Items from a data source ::
--*--

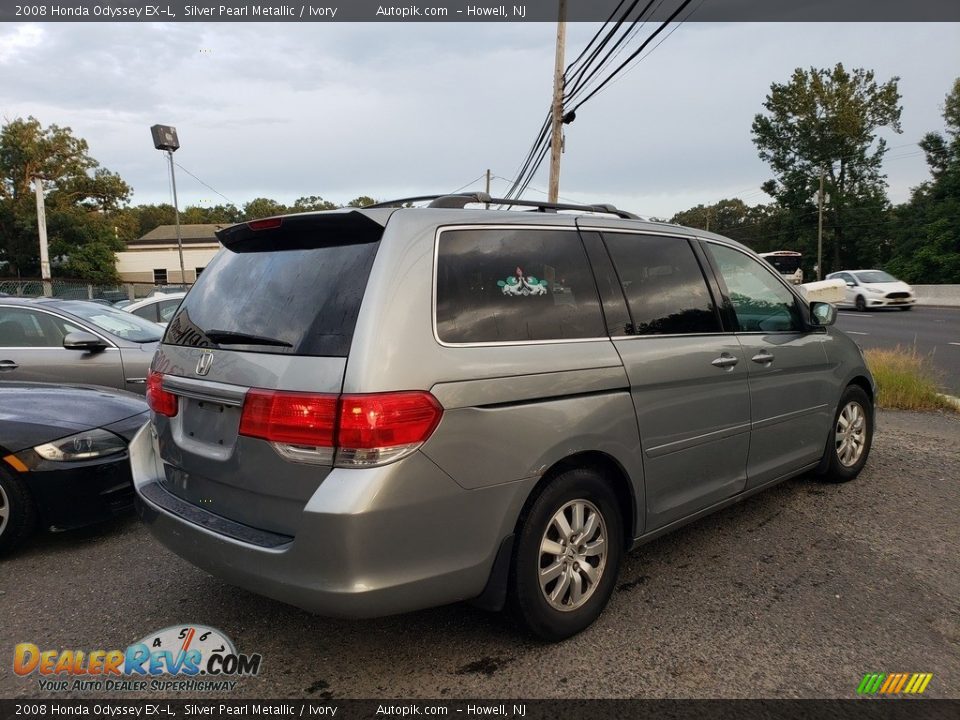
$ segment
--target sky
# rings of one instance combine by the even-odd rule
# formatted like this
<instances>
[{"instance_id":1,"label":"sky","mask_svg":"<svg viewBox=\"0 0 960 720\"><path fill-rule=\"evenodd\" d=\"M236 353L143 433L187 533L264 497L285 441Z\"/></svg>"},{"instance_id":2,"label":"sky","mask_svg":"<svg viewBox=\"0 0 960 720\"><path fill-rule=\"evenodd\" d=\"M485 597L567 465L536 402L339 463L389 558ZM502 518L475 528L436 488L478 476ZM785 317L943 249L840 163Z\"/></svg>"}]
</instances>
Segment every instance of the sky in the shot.
<instances>
[{"instance_id":1,"label":"sky","mask_svg":"<svg viewBox=\"0 0 960 720\"><path fill-rule=\"evenodd\" d=\"M600 23L571 23L567 59ZM0 118L69 126L134 189L169 202L150 126L177 128L181 208L320 195L346 203L503 193L549 107L551 23L0 24ZM632 49L632 48L631 48ZM624 56L625 57L625 56ZM917 141L943 128L960 24L696 23L566 126L560 195L670 217L768 202L750 125L797 67L900 78L903 133L880 130L889 197L928 178ZM198 180L199 179L199 180ZM543 199L547 163L525 197Z\"/></svg>"}]
</instances>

--*--

Exercise brief ::
Repeat the data in full, exactly as it stands, but drop every picture.

Your solution ::
$ segment
--target sky
# rings of one instance combine by the even-odd rule
# formatted like this
<instances>
[{"instance_id":1,"label":"sky","mask_svg":"<svg viewBox=\"0 0 960 720\"><path fill-rule=\"evenodd\" d=\"M236 353L143 433L187 533L264 497L285 441Z\"/></svg>"},{"instance_id":2,"label":"sky","mask_svg":"<svg viewBox=\"0 0 960 720\"><path fill-rule=\"evenodd\" d=\"M485 597L567 465L536 402L339 463L389 558ZM502 518L475 528L436 488L478 476ZM785 317L943 249L840 163Z\"/></svg>"}]
</instances>
Segment every instance of the sky in the shot.
<instances>
[{"instance_id":1,"label":"sky","mask_svg":"<svg viewBox=\"0 0 960 720\"><path fill-rule=\"evenodd\" d=\"M600 23L571 23L567 59ZM0 118L69 126L134 189L169 202L150 126L177 128L181 208L320 195L346 203L503 193L549 107L551 23L0 24ZM632 49L632 48L631 48ZM624 56L625 57L625 56ZM917 141L943 128L960 24L696 23L566 126L560 195L670 217L768 202L750 125L797 67L900 78L903 133L880 130L889 197L928 178ZM198 180L199 179L199 180ZM543 199L547 163L525 197Z\"/></svg>"}]
</instances>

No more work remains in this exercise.